The Clint paper shows that per-packet header overhead matters, because the payload is small: 248 bytes on the Torus, after allowing for an 8-byte header read by the hardware. The hardware likes data on 16-byte boundaries, so an extra 8-byte sofware header fits well. That is too small for a complete message context, so Clint transmits a larger header containing a full context in every initial message until the first response from the receiver provides its own unique identifier for that context, reducing the header to the near minimal 8 bytes in all subsequent messages. The scheme saves the latency of a round trip to establish that context first, and avoids wasting bandwidth on big headers in all packets.

What do we need from our transport protocol? We certainly need virtual circuits for 9P connections, and reliable messaging for MPI-like things. Of the existing protocols, XTP looked the most promising: it offers fast setup of contexts for message sending, including context key exchange (with a similar effect to Clint). It follows URP in making the receiver reactive, which allows it to support both datagrams and connections in the same structure by having a transmitter drive the receiver appropriately. The receiver state is transmitted only on demand, and promptly, removing the need for most timers at the receiver.

- _Provided records_
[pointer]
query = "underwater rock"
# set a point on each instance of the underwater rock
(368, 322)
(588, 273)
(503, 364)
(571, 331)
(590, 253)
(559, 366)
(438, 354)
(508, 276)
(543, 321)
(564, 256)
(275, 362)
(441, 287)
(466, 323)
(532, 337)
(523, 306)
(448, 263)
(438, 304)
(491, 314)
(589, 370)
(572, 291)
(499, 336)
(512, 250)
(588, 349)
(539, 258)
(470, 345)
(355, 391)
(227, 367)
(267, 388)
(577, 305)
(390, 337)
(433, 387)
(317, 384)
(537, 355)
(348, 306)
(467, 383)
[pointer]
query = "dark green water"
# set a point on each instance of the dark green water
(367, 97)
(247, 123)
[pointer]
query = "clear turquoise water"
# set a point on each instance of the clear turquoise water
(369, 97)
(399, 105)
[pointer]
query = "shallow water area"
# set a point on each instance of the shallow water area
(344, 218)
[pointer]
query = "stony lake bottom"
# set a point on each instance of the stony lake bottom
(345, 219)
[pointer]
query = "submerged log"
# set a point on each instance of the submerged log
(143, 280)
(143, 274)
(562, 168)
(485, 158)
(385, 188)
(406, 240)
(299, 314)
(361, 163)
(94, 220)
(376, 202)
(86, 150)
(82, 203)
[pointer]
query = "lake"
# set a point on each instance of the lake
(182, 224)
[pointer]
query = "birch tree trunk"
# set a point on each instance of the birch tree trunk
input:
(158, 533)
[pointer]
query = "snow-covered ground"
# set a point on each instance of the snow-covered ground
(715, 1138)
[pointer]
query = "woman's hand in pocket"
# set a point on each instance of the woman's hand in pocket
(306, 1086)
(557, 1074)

- _Your task_
Print the passage of the excerpt on transport protocols from "What do we need" to "at the receiver.", word for word. Work only from the excerpt on transport protocols, not from the rows.

- _The answer_
What do we need from our transport protocol? We certainly need virtual circuits for 9P connections, and reliable messaging for MPI-like things. Of the existing protocols, XTP looked the most promising: it offers fast setup of contexts for message sending, including context key exchange (with a similar effect to Clint). It follows URP in making the receiver reactive, which allows it to support both datagrams and connections in the same structure by having a transmitter drive the receiver appropriately. The receiver state is transmitted only on demand, and promptly, removing the need for most timers at the receiver.